Passage for review:
Start of Block

From 8187cd783e20ac71cbf88d51338d632996838cb3 Mon Sep 17 00:00:00 2001
From: Rattus <rattus128@gmail.com>
Date: Thu, 7 May 2026 19:55:41 +1000
Subject: [PATCH 06/23] Implement JIT pinned memory pressure

Replace the predictive pin pressure mechanism with JIT PIN memory
pressure.
---
 comfy/model_management.py | 52 ++++++++++++++++++++++++++++++++++-----
 comfy/model_patcher.py    | 17 ++++++++++---
 comfy/ops.py              |  8 ++++--
 comfy/pinned_memory.py    |  4 +--
 4 files changed, 66 insertions(+), 15 deletions(-)

diff --git a/comfy/model_management.py b/comfy/model_management.py
index 4b96d1492e4b..6a2126cb59bb 100644
--- a/comfy/model_management.py
+++ b/comfy/model_management.py
@@ -498,6 +498,8 @@ def get_torch_device_name(device):
 
 DIRTY_MMAPS = set()
 
+PIN_PRESSURE_HYSTERESIS = 128 * 1024 * 1024
+
 def module_size(module):
     module_mem = 0
     sd = module.state_dict()
@@ -511,6 +513,21 @@ def mark_mmap_dirty(storage):
     if mmap_refs is not None:
         DIRTY_MMAPS.add(mmap_refs[0])

End of Block

Tasks for this exercise:
**a)** For each statement about the pinned-memory patch, answer yes or no and quote the words from the patch that decide it. (i) The patch changes four files. (ii) The patch replaces a predictive pin pressure mechanism. (iii) The patch sets PIN_PRESSURE_HYSTERESIS to 64 MB.
**b)** Carry on writing the pinned-memory patch from its final line, keeping the same diff format.
The rows that come next are separate material with no connection to the pinned-memory patch.

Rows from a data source
Start of Block

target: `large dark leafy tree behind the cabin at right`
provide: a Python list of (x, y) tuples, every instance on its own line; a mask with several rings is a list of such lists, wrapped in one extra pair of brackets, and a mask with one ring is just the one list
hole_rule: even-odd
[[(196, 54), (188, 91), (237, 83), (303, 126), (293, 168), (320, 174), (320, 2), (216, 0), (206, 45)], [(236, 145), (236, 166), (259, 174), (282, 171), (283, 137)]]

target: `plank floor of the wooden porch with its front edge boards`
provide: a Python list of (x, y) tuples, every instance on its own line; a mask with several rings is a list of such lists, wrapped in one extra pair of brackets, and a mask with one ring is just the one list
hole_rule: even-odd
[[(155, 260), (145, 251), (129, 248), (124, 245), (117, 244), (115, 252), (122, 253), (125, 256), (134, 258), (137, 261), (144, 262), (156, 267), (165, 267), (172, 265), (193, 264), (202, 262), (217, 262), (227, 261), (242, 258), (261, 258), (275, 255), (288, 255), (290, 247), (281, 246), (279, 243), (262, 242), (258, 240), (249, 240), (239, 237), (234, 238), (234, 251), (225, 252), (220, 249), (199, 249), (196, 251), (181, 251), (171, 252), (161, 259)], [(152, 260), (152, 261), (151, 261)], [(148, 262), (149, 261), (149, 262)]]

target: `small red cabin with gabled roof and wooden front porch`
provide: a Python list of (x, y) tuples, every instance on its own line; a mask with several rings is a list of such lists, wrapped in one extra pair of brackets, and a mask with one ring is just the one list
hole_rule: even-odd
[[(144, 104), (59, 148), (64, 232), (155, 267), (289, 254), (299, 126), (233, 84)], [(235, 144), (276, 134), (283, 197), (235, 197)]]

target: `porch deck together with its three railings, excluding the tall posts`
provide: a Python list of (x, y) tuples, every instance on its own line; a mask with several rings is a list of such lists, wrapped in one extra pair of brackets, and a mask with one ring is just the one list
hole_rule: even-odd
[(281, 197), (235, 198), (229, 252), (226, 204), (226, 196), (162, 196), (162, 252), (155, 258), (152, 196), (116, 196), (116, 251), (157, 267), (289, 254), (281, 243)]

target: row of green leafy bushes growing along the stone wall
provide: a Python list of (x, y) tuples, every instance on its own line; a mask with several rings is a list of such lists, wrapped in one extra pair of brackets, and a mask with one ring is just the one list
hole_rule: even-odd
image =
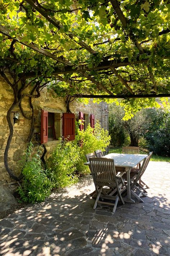
[(20, 200), (24, 202), (43, 201), (50, 195), (52, 188), (72, 185), (78, 177), (89, 173), (85, 154), (97, 149), (105, 151), (109, 146), (110, 136), (107, 130), (95, 125), (95, 129), (88, 125), (85, 131), (77, 129), (74, 141), (59, 140), (46, 163), (46, 170), (42, 167), (39, 152), (32, 155), (33, 144), (28, 145), (25, 154), (26, 162), (22, 168), (23, 182), (18, 192)]

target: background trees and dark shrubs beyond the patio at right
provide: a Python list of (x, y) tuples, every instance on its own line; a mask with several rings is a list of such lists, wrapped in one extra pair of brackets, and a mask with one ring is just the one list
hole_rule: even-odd
[[(115, 103), (109, 106), (109, 133), (113, 146), (144, 147), (158, 155), (170, 155), (170, 111), (157, 100), (159, 108), (138, 111), (133, 118), (123, 120), (125, 110)], [(128, 137), (130, 142), (128, 143)], [(142, 139), (142, 140), (141, 140)]]

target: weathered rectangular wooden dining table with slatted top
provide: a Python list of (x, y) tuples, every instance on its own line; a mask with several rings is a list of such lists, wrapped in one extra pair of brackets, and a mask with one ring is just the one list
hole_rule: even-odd
[[(123, 171), (127, 174), (127, 197), (123, 197), (123, 200), (128, 203), (135, 203), (135, 201), (131, 198), (130, 191), (130, 171), (137, 164), (141, 163), (147, 155), (138, 155), (138, 154), (119, 154), (119, 153), (111, 153), (103, 156), (104, 158), (114, 159), (115, 168), (117, 171)], [(85, 165), (89, 165), (89, 162), (84, 163)], [(136, 197), (139, 201), (140, 198), (138, 195), (133, 193), (134, 197)]]

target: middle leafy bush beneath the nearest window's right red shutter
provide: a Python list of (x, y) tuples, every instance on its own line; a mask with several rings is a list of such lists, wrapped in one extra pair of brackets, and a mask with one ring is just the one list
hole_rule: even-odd
[(75, 141), (62, 141), (55, 147), (47, 160), (47, 169), (51, 173), (54, 187), (65, 187), (78, 181), (76, 164), (79, 160), (79, 147)]

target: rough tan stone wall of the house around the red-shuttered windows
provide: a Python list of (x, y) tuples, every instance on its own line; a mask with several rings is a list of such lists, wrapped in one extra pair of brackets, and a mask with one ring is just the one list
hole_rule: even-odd
[[(9, 136), (9, 127), (6, 120), (6, 114), (9, 107), (13, 103), (13, 92), (8, 84), (0, 77), (0, 185), (4, 184), (15, 184), (8, 175), (4, 167), (4, 150), (6, 146), (6, 142)], [(35, 98), (32, 100), (33, 106), (35, 109), (35, 133), (40, 134), (41, 129), (41, 109), (47, 110), (49, 112), (62, 113), (66, 112), (66, 104), (63, 98), (56, 98), (56, 94), (53, 91), (48, 91), (44, 88), (41, 92), (41, 97)], [(22, 102), (22, 107), (24, 109), (24, 113), (28, 116), (31, 116), (31, 110), (29, 107), (28, 98), (24, 98)], [(101, 126), (104, 129), (108, 129), (108, 106), (107, 103), (101, 102), (99, 104), (93, 103), (91, 99), (89, 103), (86, 105), (78, 100), (75, 100), (70, 103), (70, 110), (75, 114), (75, 118), (79, 119), (79, 111), (86, 114), (86, 116), (93, 114), (95, 115), (95, 122), (98, 120)], [(20, 160), (23, 156), (23, 151), (26, 149), (27, 137), (30, 129), (30, 120), (24, 118), (17, 107), (14, 109), (14, 112), (19, 112), (20, 117), (14, 125), (14, 134), (12, 138), (12, 143), (10, 145), (9, 153), (8, 153), (8, 163), (9, 167), (13, 170), (15, 175), (19, 175), (20, 172)], [(12, 122), (13, 122), (12, 113)], [(61, 120), (62, 123), (62, 120)], [(61, 125), (62, 130), (62, 125)], [(61, 131), (62, 134), (62, 131)], [(55, 147), (57, 140), (48, 141), (46, 143), (47, 154), (46, 157), (49, 157), (52, 149)], [(35, 142), (36, 144), (36, 142)]]

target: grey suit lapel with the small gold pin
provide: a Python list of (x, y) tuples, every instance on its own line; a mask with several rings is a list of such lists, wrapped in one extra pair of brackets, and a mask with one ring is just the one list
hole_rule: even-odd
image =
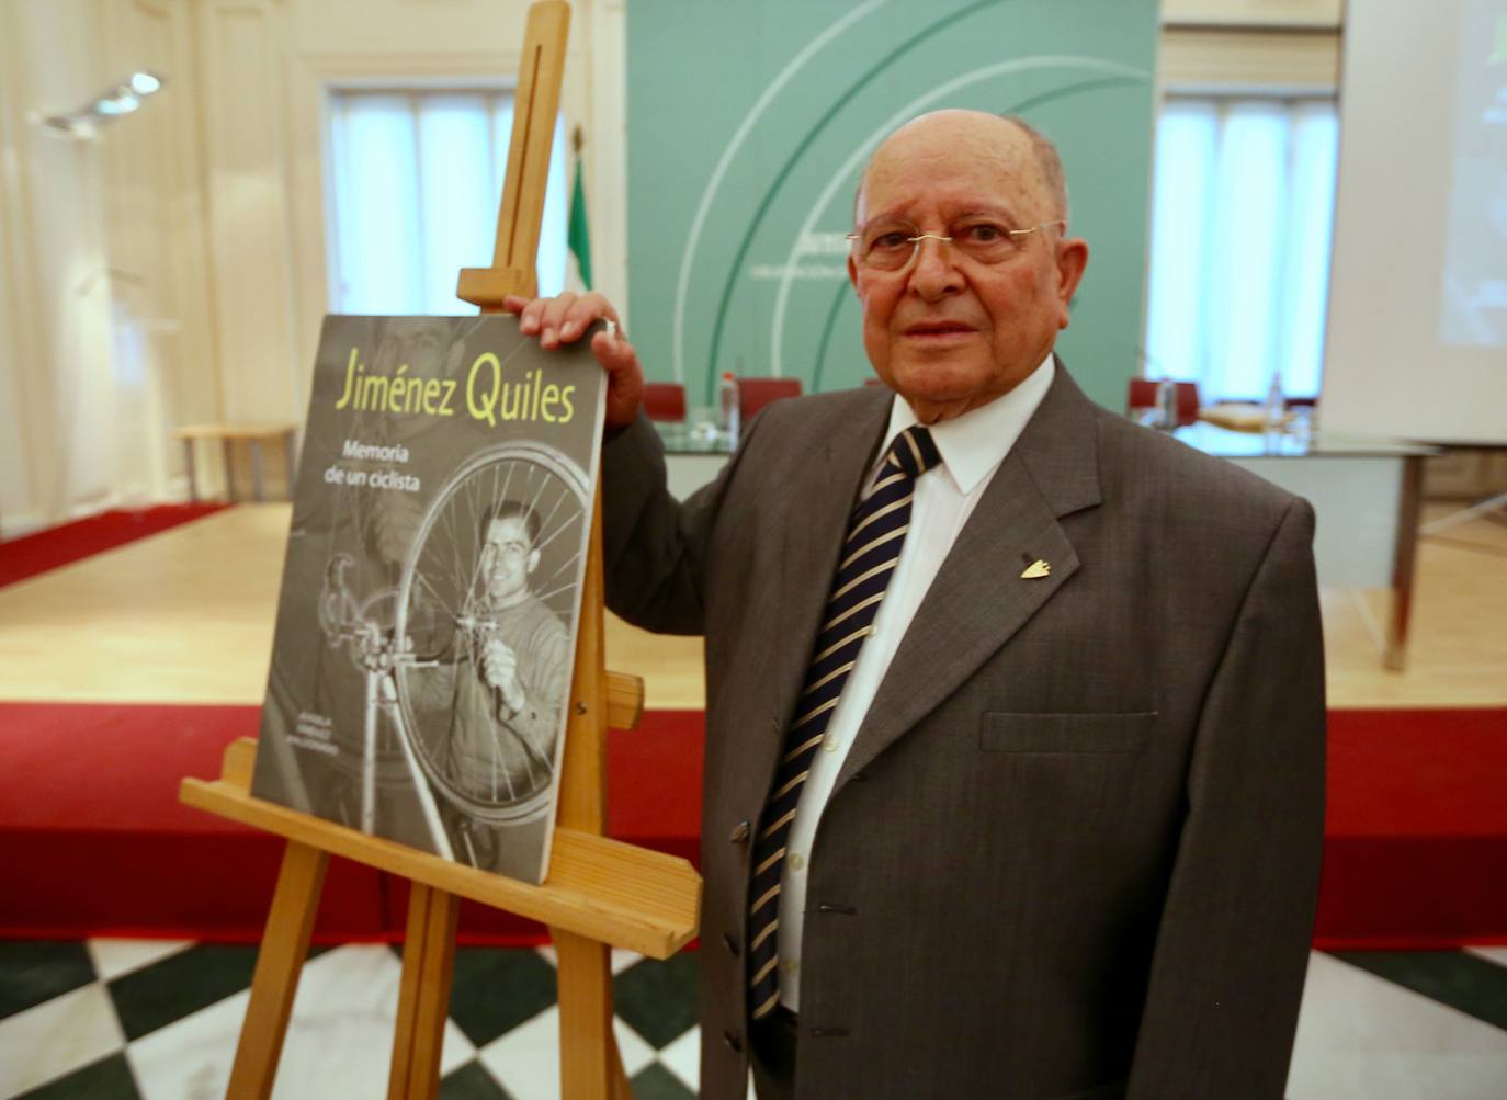
[[(1078, 571), (1058, 518), (1099, 503), (1094, 407), (1058, 363), (916, 609), (836, 787), (952, 695)], [(1022, 577), (1035, 561), (1046, 577)], [(830, 574), (829, 574), (830, 576)]]

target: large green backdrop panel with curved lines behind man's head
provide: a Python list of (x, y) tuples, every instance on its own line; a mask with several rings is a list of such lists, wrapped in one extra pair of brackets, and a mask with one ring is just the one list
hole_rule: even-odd
[(1025, 116), (1062, 152), (1091, 259), (1059, 348), (1090, 396), (1136, 369), (1156, 0), (633, 0), (628, 294), (651, 378), (870, 374), (844, 234), (874, 146), (915, 115)]

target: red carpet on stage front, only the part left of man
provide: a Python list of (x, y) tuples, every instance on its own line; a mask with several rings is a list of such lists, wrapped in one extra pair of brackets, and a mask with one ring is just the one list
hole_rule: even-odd
[[(283, 844), (179, 805), (255, 737), (256, 707), (0, 702), (0, 937), (256, 940)], [(701, 812), (701, 711), (650, 711), (609, 743), (612, 836), (686, 859)], [(330, 860), (315, 936), (401, 939), (407, 883)], [(464, 903), (463, 942), (544, 942)]]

End of Block

Activity answers:
**a)**
(i) Yes: "4 files changed, 66 insertions(+), 15 deletions(-)"
(ii) Yes: "Replace the predictive pin pressure mechanism with JIT PIN memory pressure."
(iii) No: "PIN_PRESSURE_HYSTERESIS = 128 * 1024 * 1024"

**b)**
+def ensure_pin_budget(size, evict_active=False):
+    if MAX_PINNED_MEMORY <= 0:
+        return
+
+    shortfall = TOTAL_PINNED_MEMORY + size - MAX_PINNED_MEMORY
+    if shortfall <= 0:
+        return
+
+    shortfall += PIN_PRESSURE_HYSTERESIS
+    for loaded_model in reversed(current_loaded_models):
+        model = loaded_model.model
+        if model is not None and model.is_dynamic() and (evict_active or not model.dynamic_pins[model.load_device]["active"]):
+            shortfall -= model.partially_unload_ram(shortfall)
+            if shortfall <= 0:
+                break
 
 class LoadedModel:
     def __init__(self, model):
@@ -1133,7 +1150,6 @@ def current_stream(device):
 STREAM_PIN_BUFFERS = {}
 
 DEFAULT_AIMDO_CAST_BUFFER_RESERVATION_SIZE = 16 * 1024 ** 3
-DEFAULT_PIN_BUFFER_PRIME_SIZE = 1024 ** 2
 
 def get_cast_buffer(offload_stream, device, size, ref):
     global LARGEST_CASTED_WEIGHT
@@ -1177,14 +1193,29 @@ def get_aimdo_cast_buffer(offload_stream, device):
 def get_pin_buffer(offload_stream):
     pin_buffer = STREAM_PIN_BUFFERS.get(offload_stream, None)
     if pin_buffer is None:
-        # A small non-zero default primes HostBuffer's larger virtual reservation.
-        pin_buffer = comfy_aimdo.host_buffer.HostBuffer(DEFAULT_PIN_BUFFER_PRIME_SIZE)
+        pin_buffer = comfy_aimdo.host_buffer.HostBuffer(0)
         STREAM_PIN_BUFFERS[offload_stream] = pin_buffer
     elif offload_stream is not None:
         offload_stream.synchronize()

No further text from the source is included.